■ EXERCISE DESCRIPTION
Select every line of the material below that contains the string "leafy", and copy each one. Case counts.

[Bounding box annotation entries]
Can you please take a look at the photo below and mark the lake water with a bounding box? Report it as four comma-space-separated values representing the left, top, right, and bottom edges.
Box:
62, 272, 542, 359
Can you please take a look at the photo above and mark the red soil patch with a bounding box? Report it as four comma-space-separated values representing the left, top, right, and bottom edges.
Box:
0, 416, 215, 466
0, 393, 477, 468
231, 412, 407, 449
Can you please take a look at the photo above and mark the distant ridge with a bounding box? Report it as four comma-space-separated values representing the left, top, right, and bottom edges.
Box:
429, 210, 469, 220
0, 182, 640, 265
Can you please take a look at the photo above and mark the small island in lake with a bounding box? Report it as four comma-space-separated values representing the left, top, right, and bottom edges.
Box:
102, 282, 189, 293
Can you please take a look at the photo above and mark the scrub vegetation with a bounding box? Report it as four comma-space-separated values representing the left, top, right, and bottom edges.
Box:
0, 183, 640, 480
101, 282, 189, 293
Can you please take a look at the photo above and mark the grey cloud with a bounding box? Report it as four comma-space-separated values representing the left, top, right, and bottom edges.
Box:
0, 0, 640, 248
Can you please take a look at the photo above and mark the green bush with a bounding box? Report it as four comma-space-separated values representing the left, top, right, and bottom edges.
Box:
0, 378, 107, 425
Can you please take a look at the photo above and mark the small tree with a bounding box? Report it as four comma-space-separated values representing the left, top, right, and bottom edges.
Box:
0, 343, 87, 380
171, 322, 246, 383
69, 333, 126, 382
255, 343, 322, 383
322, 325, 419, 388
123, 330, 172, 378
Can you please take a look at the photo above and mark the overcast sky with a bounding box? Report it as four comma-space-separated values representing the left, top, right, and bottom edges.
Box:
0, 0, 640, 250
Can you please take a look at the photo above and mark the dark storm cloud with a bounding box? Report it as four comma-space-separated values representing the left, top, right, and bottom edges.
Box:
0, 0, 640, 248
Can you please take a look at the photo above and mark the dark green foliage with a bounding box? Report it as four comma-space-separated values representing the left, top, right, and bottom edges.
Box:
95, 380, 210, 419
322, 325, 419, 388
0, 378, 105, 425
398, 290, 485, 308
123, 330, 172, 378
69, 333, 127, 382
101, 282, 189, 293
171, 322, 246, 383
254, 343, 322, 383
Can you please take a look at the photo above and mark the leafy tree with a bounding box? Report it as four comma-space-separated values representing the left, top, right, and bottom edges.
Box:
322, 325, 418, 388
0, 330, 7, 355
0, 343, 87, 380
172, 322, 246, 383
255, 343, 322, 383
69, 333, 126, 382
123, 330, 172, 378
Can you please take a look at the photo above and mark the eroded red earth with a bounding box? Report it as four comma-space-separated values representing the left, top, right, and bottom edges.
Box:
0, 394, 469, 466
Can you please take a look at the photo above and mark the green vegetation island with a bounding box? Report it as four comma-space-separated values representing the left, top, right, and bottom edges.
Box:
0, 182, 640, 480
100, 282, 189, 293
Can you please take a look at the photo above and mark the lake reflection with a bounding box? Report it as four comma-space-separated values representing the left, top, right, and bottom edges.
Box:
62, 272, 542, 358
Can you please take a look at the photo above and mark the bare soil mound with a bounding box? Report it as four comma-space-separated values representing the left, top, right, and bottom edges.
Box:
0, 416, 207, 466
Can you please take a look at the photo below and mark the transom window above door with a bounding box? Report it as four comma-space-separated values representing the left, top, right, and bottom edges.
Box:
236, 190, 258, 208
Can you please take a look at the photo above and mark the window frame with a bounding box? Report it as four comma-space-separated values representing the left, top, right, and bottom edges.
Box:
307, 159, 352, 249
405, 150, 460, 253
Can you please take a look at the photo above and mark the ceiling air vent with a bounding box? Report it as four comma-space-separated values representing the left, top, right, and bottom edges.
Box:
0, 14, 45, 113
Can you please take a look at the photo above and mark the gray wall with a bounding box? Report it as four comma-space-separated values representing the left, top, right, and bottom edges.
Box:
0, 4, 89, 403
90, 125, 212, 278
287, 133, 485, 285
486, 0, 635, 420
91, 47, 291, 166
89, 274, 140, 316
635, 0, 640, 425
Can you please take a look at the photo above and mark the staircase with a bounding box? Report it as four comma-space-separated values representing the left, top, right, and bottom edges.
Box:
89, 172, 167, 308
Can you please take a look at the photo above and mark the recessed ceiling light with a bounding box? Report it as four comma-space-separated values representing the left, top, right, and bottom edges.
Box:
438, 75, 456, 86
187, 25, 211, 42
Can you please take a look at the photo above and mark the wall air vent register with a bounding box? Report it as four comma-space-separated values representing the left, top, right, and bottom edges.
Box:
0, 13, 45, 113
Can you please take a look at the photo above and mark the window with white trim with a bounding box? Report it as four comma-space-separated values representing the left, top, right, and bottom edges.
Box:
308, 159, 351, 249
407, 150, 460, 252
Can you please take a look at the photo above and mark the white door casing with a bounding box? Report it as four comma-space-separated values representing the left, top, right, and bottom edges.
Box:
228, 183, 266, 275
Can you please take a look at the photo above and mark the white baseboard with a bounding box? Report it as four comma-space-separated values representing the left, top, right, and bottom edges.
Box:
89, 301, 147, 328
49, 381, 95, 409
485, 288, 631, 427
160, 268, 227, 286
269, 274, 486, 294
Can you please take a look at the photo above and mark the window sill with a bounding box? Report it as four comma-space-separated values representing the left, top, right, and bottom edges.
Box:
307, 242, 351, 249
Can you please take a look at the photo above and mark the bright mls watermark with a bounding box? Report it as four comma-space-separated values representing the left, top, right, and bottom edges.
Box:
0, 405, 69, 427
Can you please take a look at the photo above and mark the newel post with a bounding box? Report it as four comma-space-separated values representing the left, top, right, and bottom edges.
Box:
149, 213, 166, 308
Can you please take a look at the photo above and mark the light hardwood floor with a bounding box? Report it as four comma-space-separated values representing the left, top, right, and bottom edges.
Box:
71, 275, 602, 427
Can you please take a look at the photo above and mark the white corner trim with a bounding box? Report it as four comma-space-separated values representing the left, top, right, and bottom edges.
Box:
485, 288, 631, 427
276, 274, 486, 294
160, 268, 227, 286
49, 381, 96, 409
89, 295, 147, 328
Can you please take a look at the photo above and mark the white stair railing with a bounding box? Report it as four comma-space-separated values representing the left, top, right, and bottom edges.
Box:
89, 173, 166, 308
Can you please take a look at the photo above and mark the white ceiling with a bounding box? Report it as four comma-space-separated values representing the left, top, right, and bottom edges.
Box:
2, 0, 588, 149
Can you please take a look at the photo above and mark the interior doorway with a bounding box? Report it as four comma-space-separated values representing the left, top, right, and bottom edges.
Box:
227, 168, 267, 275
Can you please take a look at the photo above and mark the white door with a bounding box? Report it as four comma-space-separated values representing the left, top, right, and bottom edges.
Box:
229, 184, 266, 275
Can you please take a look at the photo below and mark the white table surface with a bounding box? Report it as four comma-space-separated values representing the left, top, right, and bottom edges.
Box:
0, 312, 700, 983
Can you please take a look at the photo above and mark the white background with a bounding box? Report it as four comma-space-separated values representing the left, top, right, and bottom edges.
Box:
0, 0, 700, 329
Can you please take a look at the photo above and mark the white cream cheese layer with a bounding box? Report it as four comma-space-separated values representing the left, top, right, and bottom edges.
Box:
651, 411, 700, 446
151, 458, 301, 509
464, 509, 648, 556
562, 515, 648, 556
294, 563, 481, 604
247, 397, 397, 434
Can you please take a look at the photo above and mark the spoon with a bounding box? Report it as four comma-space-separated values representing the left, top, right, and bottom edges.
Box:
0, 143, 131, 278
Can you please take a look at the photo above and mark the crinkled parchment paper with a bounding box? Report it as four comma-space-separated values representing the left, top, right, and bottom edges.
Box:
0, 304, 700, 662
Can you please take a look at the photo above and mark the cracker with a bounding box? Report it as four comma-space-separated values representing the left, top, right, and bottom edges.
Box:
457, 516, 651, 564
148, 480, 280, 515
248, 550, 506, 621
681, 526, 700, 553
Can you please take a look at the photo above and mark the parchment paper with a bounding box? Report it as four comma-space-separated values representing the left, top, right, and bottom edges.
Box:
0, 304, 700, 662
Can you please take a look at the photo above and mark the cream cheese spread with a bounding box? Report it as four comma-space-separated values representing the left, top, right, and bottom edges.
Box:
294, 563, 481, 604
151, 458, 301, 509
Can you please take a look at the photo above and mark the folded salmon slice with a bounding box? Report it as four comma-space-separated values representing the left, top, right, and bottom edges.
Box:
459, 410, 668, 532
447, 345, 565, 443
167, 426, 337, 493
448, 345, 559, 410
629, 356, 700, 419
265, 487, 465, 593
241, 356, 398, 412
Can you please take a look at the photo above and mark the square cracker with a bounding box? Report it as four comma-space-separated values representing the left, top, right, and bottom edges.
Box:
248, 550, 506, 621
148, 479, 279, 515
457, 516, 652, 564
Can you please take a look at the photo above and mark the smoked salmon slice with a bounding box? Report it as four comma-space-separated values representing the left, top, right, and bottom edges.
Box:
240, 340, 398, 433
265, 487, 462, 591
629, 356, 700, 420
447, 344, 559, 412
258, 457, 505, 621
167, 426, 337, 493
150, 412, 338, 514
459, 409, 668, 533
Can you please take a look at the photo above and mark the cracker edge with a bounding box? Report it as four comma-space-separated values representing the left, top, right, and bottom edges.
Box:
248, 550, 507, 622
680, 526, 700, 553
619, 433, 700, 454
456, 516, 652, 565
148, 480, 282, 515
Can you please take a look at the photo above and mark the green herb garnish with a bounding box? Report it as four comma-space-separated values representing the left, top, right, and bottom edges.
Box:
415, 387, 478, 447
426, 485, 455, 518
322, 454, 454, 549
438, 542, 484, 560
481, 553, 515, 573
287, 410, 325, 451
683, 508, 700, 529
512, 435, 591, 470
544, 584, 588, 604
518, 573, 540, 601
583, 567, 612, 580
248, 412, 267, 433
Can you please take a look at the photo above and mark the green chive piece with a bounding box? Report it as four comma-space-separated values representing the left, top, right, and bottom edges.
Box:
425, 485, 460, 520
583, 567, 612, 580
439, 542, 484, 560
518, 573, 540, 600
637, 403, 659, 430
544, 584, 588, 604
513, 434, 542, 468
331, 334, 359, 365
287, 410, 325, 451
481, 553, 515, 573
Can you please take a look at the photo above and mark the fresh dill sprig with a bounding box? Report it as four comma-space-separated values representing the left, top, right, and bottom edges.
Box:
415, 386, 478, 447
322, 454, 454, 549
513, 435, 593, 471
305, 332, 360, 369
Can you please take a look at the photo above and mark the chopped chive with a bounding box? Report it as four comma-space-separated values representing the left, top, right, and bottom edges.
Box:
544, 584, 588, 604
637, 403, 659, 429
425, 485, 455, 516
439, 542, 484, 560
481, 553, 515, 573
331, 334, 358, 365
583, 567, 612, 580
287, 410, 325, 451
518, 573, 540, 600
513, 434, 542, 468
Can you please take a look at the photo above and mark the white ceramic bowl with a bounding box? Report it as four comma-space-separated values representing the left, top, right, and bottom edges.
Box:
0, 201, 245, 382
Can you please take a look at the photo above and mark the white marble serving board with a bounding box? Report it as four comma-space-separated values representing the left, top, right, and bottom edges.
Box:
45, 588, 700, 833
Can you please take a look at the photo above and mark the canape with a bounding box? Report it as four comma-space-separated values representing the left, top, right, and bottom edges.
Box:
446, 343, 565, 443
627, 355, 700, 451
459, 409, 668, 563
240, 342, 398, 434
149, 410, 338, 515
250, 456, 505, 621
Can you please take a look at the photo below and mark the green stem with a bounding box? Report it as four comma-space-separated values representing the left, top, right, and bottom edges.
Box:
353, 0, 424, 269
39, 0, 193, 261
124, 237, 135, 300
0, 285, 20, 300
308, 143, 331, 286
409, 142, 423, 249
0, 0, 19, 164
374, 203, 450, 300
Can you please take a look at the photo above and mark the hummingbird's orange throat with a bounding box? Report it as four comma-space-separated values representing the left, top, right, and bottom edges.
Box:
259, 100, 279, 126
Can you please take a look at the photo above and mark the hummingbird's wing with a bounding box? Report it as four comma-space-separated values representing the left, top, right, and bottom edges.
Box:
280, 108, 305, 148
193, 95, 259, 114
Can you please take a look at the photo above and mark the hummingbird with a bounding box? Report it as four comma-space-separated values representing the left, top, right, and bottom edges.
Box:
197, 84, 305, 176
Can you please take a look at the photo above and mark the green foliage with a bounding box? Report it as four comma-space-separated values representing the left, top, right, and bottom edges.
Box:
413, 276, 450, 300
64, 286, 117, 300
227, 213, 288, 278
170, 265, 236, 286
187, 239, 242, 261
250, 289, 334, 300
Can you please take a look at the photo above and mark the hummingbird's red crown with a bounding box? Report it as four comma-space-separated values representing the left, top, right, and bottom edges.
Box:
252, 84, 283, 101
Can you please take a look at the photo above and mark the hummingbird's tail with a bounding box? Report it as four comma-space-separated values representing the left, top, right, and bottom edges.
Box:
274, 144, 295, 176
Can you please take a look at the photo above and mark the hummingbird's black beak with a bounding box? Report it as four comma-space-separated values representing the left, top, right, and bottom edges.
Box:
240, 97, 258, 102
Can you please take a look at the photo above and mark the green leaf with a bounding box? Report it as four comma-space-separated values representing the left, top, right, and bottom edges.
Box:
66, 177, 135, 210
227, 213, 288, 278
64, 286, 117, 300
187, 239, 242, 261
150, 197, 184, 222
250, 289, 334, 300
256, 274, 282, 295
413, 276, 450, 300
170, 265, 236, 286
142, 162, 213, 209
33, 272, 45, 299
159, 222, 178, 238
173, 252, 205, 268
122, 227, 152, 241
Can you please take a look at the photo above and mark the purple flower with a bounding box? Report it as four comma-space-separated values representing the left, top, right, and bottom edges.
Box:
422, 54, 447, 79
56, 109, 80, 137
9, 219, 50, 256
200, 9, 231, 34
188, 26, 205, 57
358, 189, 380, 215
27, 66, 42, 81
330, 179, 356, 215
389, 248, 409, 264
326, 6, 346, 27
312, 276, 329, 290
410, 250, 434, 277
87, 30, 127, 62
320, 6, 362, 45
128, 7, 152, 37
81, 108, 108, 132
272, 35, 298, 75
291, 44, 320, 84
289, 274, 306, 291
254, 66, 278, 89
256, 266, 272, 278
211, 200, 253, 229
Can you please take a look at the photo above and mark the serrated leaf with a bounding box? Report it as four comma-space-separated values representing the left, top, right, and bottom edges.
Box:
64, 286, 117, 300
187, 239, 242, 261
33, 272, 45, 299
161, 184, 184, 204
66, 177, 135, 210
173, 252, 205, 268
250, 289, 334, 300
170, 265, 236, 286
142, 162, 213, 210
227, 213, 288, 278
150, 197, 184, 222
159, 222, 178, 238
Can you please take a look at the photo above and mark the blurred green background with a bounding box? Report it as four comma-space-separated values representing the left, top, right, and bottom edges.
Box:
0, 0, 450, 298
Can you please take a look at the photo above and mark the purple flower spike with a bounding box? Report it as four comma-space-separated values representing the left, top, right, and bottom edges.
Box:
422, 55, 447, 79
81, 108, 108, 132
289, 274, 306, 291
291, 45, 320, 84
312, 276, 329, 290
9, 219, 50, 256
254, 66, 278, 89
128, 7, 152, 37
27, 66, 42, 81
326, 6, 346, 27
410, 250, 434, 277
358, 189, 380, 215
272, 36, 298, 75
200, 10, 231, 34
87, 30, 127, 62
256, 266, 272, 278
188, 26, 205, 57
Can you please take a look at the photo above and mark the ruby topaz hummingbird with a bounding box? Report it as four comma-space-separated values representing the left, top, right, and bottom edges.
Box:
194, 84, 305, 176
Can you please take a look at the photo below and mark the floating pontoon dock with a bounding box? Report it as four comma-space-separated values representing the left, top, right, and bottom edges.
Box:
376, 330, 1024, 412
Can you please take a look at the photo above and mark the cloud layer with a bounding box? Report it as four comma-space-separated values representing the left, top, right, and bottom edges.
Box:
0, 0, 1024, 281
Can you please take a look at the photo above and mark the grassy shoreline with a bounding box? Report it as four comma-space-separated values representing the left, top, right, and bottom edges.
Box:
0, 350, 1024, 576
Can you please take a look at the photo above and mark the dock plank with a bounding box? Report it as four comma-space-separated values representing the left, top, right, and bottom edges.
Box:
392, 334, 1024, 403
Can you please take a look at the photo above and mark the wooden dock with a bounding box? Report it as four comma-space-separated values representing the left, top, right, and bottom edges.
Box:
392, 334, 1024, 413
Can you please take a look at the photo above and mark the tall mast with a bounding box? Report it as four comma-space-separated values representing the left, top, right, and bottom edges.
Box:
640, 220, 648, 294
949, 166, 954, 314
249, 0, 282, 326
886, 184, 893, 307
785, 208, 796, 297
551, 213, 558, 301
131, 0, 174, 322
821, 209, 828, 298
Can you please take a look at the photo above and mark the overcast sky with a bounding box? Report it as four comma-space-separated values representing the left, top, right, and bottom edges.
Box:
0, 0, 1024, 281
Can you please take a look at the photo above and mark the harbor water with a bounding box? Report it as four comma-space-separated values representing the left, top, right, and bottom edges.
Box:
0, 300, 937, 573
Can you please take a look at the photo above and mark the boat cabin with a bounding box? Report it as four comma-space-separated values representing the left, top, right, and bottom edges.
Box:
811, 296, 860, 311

■ EXPECTED ANSWER
Can you please take a look at the photo above and mark the leafy tree with a bounding box? Report it as four comma-space-separated values representing the left, top, right, and bottom edges.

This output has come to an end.